- **Challenge**:
Reproduce the data below verbatim from the line containing "wooden bowl in the photo above." through its final line, and produce nothing more.

- **Source records**:
══════════════════════════════

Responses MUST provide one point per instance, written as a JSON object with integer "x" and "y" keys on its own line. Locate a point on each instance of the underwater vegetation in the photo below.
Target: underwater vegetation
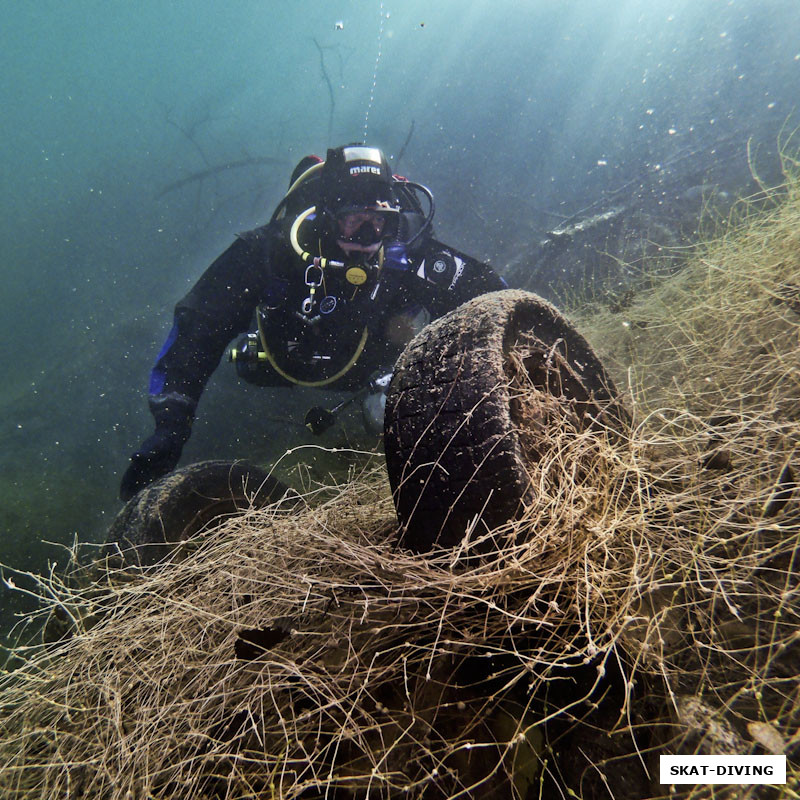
{"x": 646, "y": 602}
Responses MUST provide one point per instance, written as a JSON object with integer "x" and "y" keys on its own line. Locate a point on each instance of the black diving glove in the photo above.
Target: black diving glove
{"x": 159, "y": 453}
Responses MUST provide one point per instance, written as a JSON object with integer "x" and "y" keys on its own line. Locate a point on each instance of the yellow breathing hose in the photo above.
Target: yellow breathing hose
{"x": 325, "y": 381}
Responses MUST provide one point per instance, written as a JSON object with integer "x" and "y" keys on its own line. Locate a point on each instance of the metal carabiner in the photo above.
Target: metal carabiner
{"x": 308, "y": 303}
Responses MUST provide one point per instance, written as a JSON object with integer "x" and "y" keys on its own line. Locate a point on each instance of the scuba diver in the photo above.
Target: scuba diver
{"x": 326, "y": 295}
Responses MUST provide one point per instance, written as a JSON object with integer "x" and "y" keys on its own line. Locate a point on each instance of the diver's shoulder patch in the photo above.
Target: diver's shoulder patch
{"x": 442, "y": 268}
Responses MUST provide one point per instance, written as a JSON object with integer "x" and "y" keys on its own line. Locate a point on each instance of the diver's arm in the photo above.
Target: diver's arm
{"x": 218, "y": 307}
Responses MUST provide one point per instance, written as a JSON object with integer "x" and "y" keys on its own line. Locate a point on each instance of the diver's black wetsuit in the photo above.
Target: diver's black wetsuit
{"x": 323, "y": 321}
{"x": 260, "y": 268}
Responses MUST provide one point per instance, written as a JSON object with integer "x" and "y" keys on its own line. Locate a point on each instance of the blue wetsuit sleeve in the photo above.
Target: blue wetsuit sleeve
{"x": 217, "y": 308}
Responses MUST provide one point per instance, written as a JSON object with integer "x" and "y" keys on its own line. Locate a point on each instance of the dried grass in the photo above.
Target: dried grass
{"x": 646, "y": 603}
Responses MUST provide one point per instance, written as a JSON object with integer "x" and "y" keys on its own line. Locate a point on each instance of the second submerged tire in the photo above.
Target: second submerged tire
{"x": 453, "y": 449}
{"x": 179, "y": 505}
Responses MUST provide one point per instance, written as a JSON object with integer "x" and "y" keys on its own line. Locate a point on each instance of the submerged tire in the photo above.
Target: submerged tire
{"x": 453, "y": 448}
{"x": 176, "y": 507}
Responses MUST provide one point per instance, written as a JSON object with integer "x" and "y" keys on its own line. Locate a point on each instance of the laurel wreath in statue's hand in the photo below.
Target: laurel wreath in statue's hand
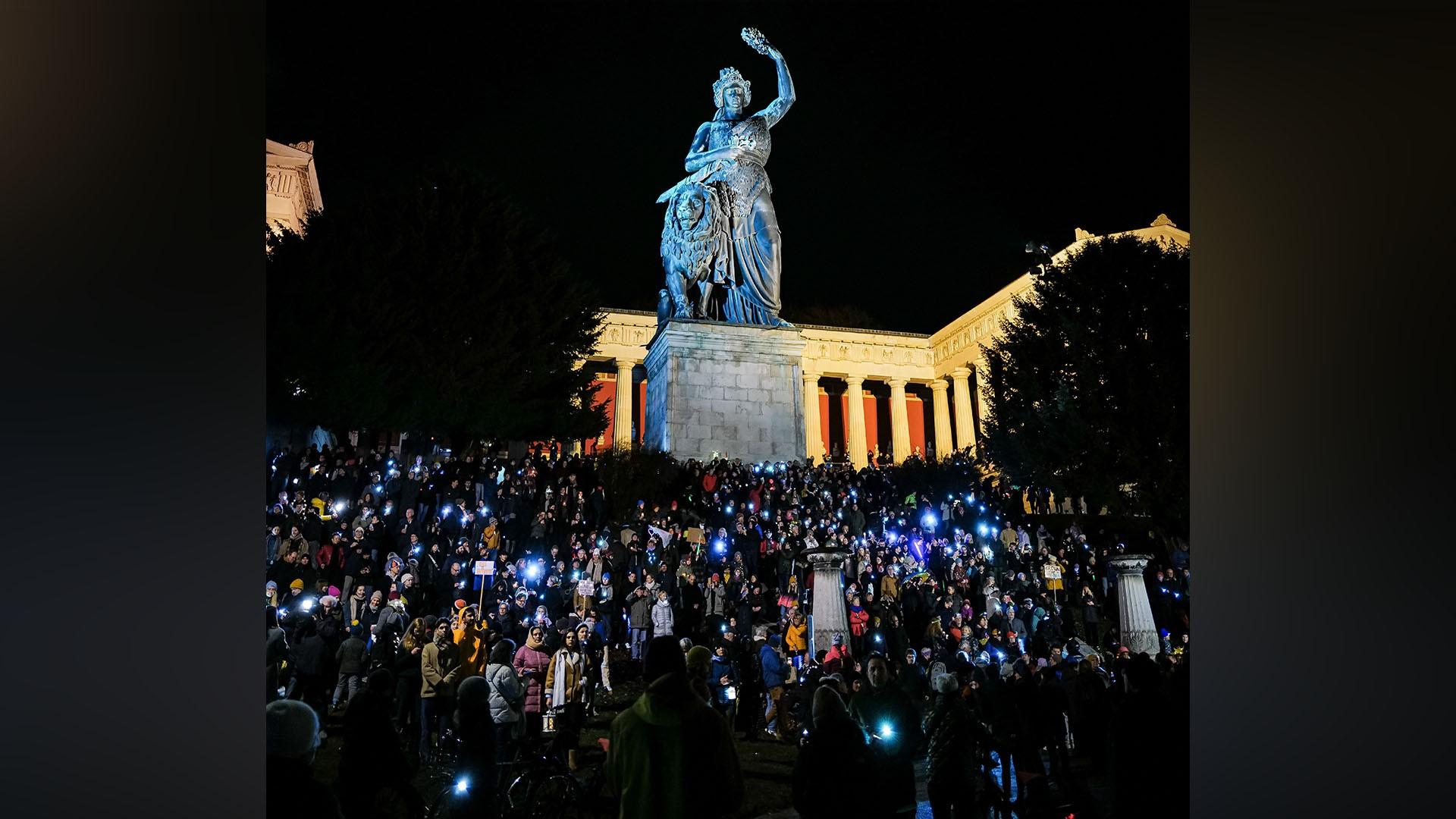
{"x": 756, "y": 41}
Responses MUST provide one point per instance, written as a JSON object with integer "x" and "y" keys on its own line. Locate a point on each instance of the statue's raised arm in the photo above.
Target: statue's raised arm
{"x": 781, "y": 104}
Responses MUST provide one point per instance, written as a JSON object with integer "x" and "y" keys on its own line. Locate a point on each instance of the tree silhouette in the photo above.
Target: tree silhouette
{"x": 435, "y": 309}
{"x": 1090, "y": 381}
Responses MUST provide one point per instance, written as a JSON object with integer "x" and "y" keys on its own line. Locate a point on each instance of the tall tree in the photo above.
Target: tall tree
{"x": 1090, "y": 381}
{"x": 433, "y": 309}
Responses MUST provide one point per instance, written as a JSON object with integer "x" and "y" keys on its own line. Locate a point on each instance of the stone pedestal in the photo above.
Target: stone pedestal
{"x": 724, "y": 388}
{"x": 829, "y": 610}
{"x": 1136, "y": 624}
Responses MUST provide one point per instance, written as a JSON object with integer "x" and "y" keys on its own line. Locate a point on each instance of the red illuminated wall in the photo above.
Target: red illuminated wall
{"x": 916, "y": 410}
{"x": 823, "y": 425}
{"x": 641, "y": 411}
{"x": 871, "y": 422}
{"x": 606, "y": 395}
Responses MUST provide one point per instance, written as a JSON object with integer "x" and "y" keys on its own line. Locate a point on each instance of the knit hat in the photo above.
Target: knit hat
{"x": 293, "y": 729}
{"x": 699, "y": 657}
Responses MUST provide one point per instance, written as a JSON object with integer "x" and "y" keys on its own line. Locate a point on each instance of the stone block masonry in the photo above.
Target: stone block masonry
{"x": 726, "y": 388}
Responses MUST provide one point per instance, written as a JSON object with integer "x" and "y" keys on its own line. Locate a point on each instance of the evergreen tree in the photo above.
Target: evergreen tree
{"x": 1090, "y": 381}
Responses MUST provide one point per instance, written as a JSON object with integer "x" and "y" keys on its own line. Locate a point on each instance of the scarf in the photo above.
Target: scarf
{"x": 560, "y": 692}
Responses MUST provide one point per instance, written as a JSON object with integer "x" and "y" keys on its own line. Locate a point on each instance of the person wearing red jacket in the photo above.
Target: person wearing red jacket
{"x": 858, "y": 626}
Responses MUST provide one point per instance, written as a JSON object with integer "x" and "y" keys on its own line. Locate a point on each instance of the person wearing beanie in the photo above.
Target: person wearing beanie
{"x": 835, "y": 752}
{"x": 471, "y": 637}
{"x": 699, "y": 662}
{"x": 954, "y": 738}
{"x": 476, "y": 760}
{"x": 438, "y": 670}
{"x": 670, "y": 754}
{"x": 293, "y": 738}
{"x": 775, "y": 675}
{"x": 507, "y": 700}
{"x": 350, "y": 659}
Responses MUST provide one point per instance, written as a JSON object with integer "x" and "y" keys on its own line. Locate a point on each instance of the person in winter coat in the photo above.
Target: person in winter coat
{"x": 530, "y": 664}
{"x": 663, "y": 615}
{"x": 438, "y": 670}
{"x": 310, "y": 667}
{"x": 724, "y": 682}
{"x": 669, "y": 754}
{"x": 889, "y": 714}
{"x": 835, "y": 754}
{"x": 639, "y": 614}
{"x": 858, "y": 626}
{"x": 797, "y": 639}
{"x": 954, "y": 735}
{"x": 350, "y": 659}
{"x": 775, "y": 676}
{"x": 565, "y": 694}
{"x": 471, "y": 637}
{"x": 507, "y": 701}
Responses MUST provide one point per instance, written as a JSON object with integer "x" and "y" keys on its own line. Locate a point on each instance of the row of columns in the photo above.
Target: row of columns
{"x": 855, "y": 392}
{"x": 899, "y": 416}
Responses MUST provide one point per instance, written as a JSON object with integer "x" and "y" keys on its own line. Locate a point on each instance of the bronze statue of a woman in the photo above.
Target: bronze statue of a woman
{"x": 720, "y": 232}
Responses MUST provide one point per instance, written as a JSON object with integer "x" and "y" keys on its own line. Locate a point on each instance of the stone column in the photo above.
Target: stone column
{"x": 899, "y": 422}
{"x": 858, "y": 444}
{"x": 827, "y": 607}
{"x": 944, "y": 444}
{"x": 813, "y": 441}
{"x": 965, "y": 420}
{"x": 1134, "y": 623}
{"x": 622, "y": 410}
{"x": 982, "y": 384}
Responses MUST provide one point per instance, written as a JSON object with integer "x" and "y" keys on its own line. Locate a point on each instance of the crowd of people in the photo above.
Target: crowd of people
{"x": 490, "y": 604}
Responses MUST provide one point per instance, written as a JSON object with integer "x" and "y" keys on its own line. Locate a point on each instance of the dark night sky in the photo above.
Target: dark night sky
{"x": 927, "y": 148}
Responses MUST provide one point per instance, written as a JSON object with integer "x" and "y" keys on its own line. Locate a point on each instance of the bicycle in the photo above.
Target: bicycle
{"x": 542, "y": 786}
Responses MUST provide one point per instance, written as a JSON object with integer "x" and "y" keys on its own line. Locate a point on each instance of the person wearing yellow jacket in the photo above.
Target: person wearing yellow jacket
{"x": 471, "y": 639}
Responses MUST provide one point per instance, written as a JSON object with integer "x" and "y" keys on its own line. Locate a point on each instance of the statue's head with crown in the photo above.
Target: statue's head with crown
{"x": 731, "y": 91}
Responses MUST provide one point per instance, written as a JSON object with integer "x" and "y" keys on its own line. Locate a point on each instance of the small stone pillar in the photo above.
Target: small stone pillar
{"x": 829, "y": 610}
{"x": 1136, "y": 624}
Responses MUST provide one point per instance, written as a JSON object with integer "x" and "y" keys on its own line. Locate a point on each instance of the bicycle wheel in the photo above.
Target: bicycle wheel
{"x": 555, "y": 796}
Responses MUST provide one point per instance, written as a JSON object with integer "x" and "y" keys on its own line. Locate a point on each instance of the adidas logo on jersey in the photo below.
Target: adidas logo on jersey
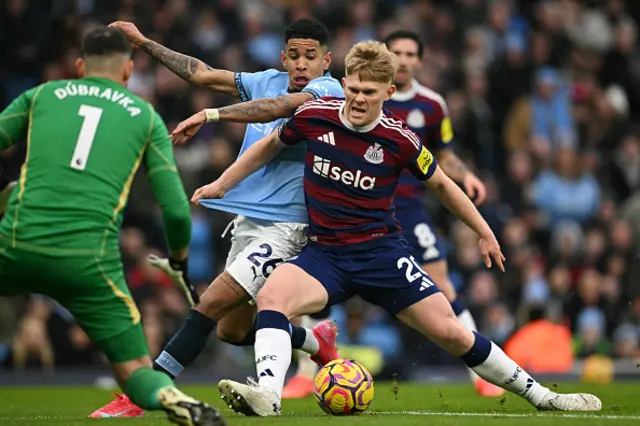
{"x": 328, "y": 138}
{"x": 374, "y": 154}
{"x": 323, "y": 167}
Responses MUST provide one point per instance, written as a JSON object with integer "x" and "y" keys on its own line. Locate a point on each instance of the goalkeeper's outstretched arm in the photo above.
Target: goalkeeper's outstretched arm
{"x": 168, "y": 190}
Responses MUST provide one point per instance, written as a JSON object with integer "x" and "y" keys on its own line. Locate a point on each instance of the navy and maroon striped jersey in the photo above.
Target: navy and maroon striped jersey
{"x": 351, "y": 173}
{"x": 426, "y": 113}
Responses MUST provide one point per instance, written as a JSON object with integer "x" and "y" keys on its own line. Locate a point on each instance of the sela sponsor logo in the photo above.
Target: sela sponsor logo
{"x": 266, "y": 358}
{"x": 324, "y": 168}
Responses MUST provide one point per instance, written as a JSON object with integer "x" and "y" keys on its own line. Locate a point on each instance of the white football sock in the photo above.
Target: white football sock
{"x": 306, "y": 367}
{"x": 466, "y": 319}
{"x": 502, "y": 371}
{"x": 310, "y": 345}
{"x": 273, "y": 357}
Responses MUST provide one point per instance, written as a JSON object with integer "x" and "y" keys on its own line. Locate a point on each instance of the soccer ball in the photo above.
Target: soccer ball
{"x": 343, "y": 387}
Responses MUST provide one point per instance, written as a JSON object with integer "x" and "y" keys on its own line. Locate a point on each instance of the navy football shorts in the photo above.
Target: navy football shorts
{"x": 386, "y": 275}
{"x": 417, "y": 228}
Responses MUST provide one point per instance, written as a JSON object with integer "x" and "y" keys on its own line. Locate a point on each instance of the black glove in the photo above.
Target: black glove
{"x": 178, "y": 272}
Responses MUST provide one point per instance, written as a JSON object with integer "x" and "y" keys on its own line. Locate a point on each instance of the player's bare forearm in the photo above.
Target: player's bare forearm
{"x": 192, "y": 69}
{"x": 264, "y": 110}
{"x": 251, "y": 161}
{"x": 457, "y": 202}
{"x": 452, "y": 165}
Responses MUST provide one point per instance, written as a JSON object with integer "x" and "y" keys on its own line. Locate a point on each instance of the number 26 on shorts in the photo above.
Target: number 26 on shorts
{"x": 413, "y": 272}
{"x": 269, "y": 265}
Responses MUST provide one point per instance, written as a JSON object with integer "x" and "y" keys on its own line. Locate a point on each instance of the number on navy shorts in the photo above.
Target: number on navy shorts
{"x": 269, "y": 265}
{"x": 413, "y": 271}
{"x": 427, "y": 240}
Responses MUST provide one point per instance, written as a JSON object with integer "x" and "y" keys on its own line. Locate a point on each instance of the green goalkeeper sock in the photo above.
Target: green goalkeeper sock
{"x": 143, "y": 387}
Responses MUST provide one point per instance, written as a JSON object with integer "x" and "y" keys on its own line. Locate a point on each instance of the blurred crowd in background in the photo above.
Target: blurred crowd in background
{"x": 545, "y": 100}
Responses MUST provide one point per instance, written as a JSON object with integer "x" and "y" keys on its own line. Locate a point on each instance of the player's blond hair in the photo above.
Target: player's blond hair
{"x": 372, "y": 61}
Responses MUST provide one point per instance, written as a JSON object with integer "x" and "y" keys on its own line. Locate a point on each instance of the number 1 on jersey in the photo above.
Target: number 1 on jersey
{"x": 87, "y": 135}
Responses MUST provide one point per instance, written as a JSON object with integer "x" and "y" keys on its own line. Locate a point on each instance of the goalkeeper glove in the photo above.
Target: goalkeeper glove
{"x": 178, "y": 272}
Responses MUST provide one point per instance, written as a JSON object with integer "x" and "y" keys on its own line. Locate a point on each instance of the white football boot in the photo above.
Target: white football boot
{"x": 570, "y": 402}
{"x": 250, "y": 399}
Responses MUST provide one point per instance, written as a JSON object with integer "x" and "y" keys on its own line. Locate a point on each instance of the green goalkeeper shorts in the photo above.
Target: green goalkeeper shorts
{"x": 92, "y": 289}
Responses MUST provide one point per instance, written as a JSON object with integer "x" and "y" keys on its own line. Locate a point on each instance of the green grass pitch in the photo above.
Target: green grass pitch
{"x": 414, "y": 404}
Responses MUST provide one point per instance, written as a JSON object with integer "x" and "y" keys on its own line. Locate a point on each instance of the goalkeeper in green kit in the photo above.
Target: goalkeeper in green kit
{"x": 59, "y": 235}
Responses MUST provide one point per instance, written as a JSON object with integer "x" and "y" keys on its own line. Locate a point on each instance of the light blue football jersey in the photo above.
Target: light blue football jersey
{"x": 276, "y": 191}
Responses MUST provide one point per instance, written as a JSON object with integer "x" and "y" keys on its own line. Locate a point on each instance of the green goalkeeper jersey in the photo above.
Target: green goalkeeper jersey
{"x": 86, "y": 139}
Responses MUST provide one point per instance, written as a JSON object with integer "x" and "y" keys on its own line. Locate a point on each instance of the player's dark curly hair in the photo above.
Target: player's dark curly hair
{"x": 403, "y": 34}
{"x": 307, "y": 28}
{"x": 104, "y": 41}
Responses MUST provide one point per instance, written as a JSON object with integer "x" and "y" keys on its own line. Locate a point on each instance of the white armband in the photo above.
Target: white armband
{"x": 212, "y": 114}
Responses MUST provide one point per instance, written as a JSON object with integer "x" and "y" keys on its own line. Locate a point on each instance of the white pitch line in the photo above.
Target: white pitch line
{"x": 516, "y": 415}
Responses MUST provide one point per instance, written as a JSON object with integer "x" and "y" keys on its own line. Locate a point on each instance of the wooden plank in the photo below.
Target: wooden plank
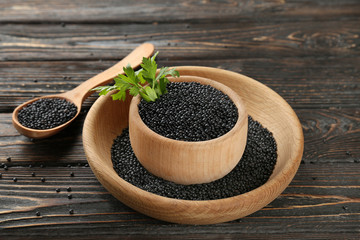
{"x": 180, "y": 41}
{"x": 331, "y": 136}
{"x": 299, "y": 81}
{"x": 160, "y": 11}
{"x": 322, "y": 199}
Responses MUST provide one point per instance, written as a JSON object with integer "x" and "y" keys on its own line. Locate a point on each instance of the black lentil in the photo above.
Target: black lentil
{"x": 46, "y": 113}
{"x": 252, "y": 171}
{"x": 190, "y": 111}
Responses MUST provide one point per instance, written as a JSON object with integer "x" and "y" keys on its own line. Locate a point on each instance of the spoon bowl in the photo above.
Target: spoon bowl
{"x": 81, "y": 92}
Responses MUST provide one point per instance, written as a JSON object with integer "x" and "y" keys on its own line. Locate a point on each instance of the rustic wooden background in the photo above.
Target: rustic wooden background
{"x": 307, "y": 51}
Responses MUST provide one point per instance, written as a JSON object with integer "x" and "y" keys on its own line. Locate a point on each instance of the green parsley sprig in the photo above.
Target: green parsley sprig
{"x": 135, "y": 82}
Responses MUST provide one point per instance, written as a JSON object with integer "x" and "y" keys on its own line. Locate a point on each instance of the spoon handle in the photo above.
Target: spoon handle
{"x": 81, "y": 92}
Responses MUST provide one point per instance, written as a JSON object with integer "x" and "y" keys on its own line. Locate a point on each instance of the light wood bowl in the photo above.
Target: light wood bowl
{"x": 189, "y": 162}
{"x": 107, "y": 118}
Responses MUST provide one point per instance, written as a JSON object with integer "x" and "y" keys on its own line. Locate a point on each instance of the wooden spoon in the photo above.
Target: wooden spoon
{"x": 81, "y": 92}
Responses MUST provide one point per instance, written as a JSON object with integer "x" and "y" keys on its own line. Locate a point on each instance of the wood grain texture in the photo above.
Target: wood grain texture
{"x": 307, "y": 51}
{"x": 316, "y": 196}
{"x": 181, "y": 41}
{"x": 107, "y": 118}
{"x": 111, "y": 11}
{"x": 300, "y": 81}
{"x": 78, "y": 95}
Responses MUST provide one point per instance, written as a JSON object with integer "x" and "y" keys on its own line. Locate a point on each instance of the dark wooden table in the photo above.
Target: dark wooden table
{"x": 307, "y": 51}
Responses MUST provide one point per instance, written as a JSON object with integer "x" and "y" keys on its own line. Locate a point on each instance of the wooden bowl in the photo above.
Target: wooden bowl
{"x": 189, "y": 162}
{"x": 107, "y": 118}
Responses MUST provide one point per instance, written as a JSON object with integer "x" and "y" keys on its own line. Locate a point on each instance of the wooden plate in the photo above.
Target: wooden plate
{"x": 107, "y": 118}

══════════════════════════════

- **Response below**:
Responses MUST provide one point per instance, written as a JSON object with integer "x" and "y" keys on its own line. Locate a point on each instance of the wooden bowl in the photo above.
Target: wooden bowl
{"x": 189, "y": 162}
{"x": 107, "y": 118}
Responses MUST provide one point per instance, written as a JSON object with integer "x" and "y" keys on its own line. Locate a point on each instance of the wooden plate in the photo above.
Target: wooden plate
{"x": 107, "y": 118}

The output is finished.